**** Estratto ****

Una manieristica villa sul lago e, improvvisamente, un tramonto di colori dopo la giornata grigioscura.
Ci sono andato perché mi attira la poesia, inutile e necessaria rivoluzione. Ma soprattutto volevo incontrare dal vivo una poeta che amo e non smetto di leggere, in traduzione e un poco, ma poco, in originale: Ana Blandiana, cui ho dedicato tempo fa una performance teatrale [v. post del 24 ottobre 2009]. 
So che la poesia non coincide con il poeta. Ma ci sono emozioni che non corrispondono alla filologia e all'ermeneutica. Si impongono.
                                    

All'alba,
quando l'aria della notte
si ritira silenziosa
nell'emisfero della nostalgia,
il calice minuscolo del fiore
trasale diffondendo
un suono fondo,
vibrante come un gemito di cattedrale,
simile all'echeggiare della più assordante 
campana;
peccato
che il nostro orecchio non è fatto per udirlo
e nessuno mai ci dice
per chi rintoccano
le campane dei fiori. 
Daniel Balanescu
[da Un tempo gli alberi avevano occhi, a cura di B. Frabotta e B. Mazzoni, Donzelli, 2004].

E' disponibile in italiano una raccolta di suoi racconti "onirici", molto belli, traduzione di  Marco Cugno: Progetti per il passato e altri racconti, edizioni Anfora, Milano, 2008
[http://web.tiscali.it/edizionianfora/] .
Suggerisco di Barbara Fraticelli La figura dell’angelo nell’opera di Ana Blandiana, in Religioni e società, maggio-agosto 2010, che affronta un tema particolare non solo della Blandiana, ma di molta poesia romena.
                                                         A Como sono sfilati diversi poeti. Forse troppi. Il ritmo della poesia ha bisogno di zone di silenzio. Si è rischiato invece l'ingorgo.

****

**Consegna 1:** Traduci in inglese questa frase dell'estratto: «So che la poesia non coincide con il poeta.»
Il testo e le voci non hanno alcun legame tra loro.

**** Voci elencate ****

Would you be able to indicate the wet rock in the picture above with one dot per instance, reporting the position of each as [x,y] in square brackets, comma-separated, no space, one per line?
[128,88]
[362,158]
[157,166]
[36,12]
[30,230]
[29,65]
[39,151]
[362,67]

****

**Consegna 2:** Esprimi tutte le voci come lista JSON di stringhe, una stringa per ogni riga, senza le righe vuote.

**Soluzione 1:** I know that poetry does not coincide with the poet.

**Soluzione 2:**
[
  "Would you be able to indicate the wet rock in the picture above with one dot per instance, reporting the position of each as [x,y] in square brackets, comma-separated, no space, one per line?",
  "[128,88]",
  "[362,158]",
  "[157,166]",
  "[36,12]",
  "[30,230]",
  "[29,65]",
  "[39,151]",
  "[362,67]"
]